◆ Consignes ◆
1 – Reproduisez le passage de l'éditorial sur le couple Sarkozy qui commence à « Il avait placé » et se termine à « dossiers du moment. ».
2 – Relevez tous les mots et expressions que l'éditorial sur le couple Sarkozy met entre guillemets.
3 – Rédigez la suite de l'éditorial sur le couple Sarkozy, en reprenant après sa dernière phrase.

◆ Extrait ◆
++++
L’explosif cocktail Sarkozy

Christophe Barbier
Christophe Barbier Directeur de la rédaction de L'Express

Il avait placé Cécilia au cour d’un système ostentatoire. Jusqu’à ce qu’elle devienne un  » problème « , titrait L’Express du 13 septembre. Qui est en voie de règlement.

Le couple Sarkozy se brûle les ailes à un soleil qu’il a lui-même allumé. Avec eux, le privé domine le public au sommet de l’exécutif, en des mystères qui relèguent au second plan les réformes en cours et les grands dossiers du moment.

Le couple Sarkozy est ébloui par une lumière qu’il a lui-même désirée. Il a, avant d’autres et plus que d’autres, composé et agité ce mélange de people et de politique qui illumine depuis des années la vie publique et la fait briller des feux du toc. Certes, les médias de toute nature l’ont suivi et ont poussé avec enthousiasme dans cette voie aventureuse, et les électeurs téléspectateurs ont plébiscité cette orientation dite  » à l’américaine « . Du producteur au consommateur, chacun a sa part de responsabilité. Mais la repentance n’est pas nécessaire, et ce que les esprits chagrins, nostalgiques des républiques d’antan, nomment  » dérive  » n’est peut-être que le vernis criard de la modernité. On déplore ? Il faut d’abord constater. On accuse ? Il faut d’abord étudier. Et ne pas oublier qu’en se proclamant le prince du  » peopolitique  » Nicolas Sarkozy a conquis les urnes au-delà des sondages, qu’il a proposé des idées et des débats aux citoyens alléchés par son personnage et par les confidences sur sa vie privée, que la vitrine Cécilia cachait un vrai magasin politique et, enfin, que les 85 % de l’électorat qui sont allés voter le 22 avril l’ont fait, aussi, parce que les personnages de cette histoire les passionnaient. Jamais des candidats  » à l’ancienne  » n’auraient déplacé tant de monde.

Néanmoins, l’Histoire retiendra que la France, frileuse à bouger les frontières entre vie publique et vie privée, a bouleversé cette géographie du non-dit à l’instigation des époux Sarkozy. Ils se croyaient des pionniers, ils n’ont peut-être été que des apprentis sorciers.
++++
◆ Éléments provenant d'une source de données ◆

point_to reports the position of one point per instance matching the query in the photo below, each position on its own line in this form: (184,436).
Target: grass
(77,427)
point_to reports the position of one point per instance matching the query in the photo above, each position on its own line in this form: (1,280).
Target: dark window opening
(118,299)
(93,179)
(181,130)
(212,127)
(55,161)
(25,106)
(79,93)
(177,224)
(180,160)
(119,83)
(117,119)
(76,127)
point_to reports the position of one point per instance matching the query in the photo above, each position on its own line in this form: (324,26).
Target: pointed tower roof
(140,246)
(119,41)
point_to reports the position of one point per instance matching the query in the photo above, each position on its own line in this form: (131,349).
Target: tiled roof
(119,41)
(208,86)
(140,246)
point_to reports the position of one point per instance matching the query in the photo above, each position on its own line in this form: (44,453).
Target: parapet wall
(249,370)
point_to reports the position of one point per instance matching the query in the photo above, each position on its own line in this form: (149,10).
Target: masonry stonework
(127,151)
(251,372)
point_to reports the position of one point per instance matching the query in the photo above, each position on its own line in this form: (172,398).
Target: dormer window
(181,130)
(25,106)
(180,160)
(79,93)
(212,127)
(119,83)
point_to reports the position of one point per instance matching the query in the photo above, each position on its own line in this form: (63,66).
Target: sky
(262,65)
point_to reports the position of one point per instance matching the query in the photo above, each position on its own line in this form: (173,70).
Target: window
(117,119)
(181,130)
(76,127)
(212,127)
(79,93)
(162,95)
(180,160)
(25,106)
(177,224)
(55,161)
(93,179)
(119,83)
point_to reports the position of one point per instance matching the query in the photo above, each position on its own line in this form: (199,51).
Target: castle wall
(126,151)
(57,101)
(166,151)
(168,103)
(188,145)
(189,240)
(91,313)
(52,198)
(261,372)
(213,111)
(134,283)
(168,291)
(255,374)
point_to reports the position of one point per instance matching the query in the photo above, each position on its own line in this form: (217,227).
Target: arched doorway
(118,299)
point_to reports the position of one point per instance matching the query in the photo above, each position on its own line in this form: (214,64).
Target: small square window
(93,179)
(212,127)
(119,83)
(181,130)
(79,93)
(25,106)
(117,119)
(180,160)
++++
◆ Réponses ◆
1 –
Il avait placé Cécilia au cour d’un système ostentatoire. Jusqu’à ce qu’elle devienne un  » problème « , titrait L’Express du 13 septembre. Qui est en voie de règlement.

Le couple Sarkozy se brûle les ailes à un soleil qu’il a lui-même allumé. Avec eux, le privé domine le public au sommet de l’exécutif, en des mystères qui relèguent au second plan les réformes en cours et les grands dossiers du moment.

2 – problème ; à l'américaine ; dérive ; peopolitique ; à l'ancienne

3 –
Le couple Sarkozy est emporté par une rivière dont il a lui-même creusé le lit. Il y a dix ans, au RPR, l’actuel président érige le duo composé avec son épouse en élément essentiel de sa stratégie de communication. Il y a cinq ans, déboulant au ministère de l’Intérieur avec, déjà, l’horizon élyséen en tête, il place Cécilia, cette fois, au c£ur d’un système politique ostentatoire et offensif.

Tout comme action et communication fusionnent en phase de conquête électorale, l’un ne va pas sans l’autre dans le couple. Il dit, il agit ; elle conseille, elle surveille. Et ils avancent. Dans ce quinquennat d’ascension conjointe, il est plusieurs phases, plusieurs époques, comme dans les romans-feuilletons du xixe siècle, où l’amour et l’ambition allaient déjà main dans la main.

La première époque est  » clintonienne « , avec la mise en scène de leur passion fusionnelle et de l’addition de leurs qualités. Nicolas est offensif et bouillant, Cécilia réfléchit froidement. Il n’a pas le physique du héros, elle est sculpturale. Toute sa vie est dans la politique, au nom du destin ; elle sait s’en évader, au nom du bonheur. Il est très à droite, elle est très adroite. Comme les Clinton ou les Kennedy, les Sarkozy imposent le ticket  » monsieur-madame  » dans la politique.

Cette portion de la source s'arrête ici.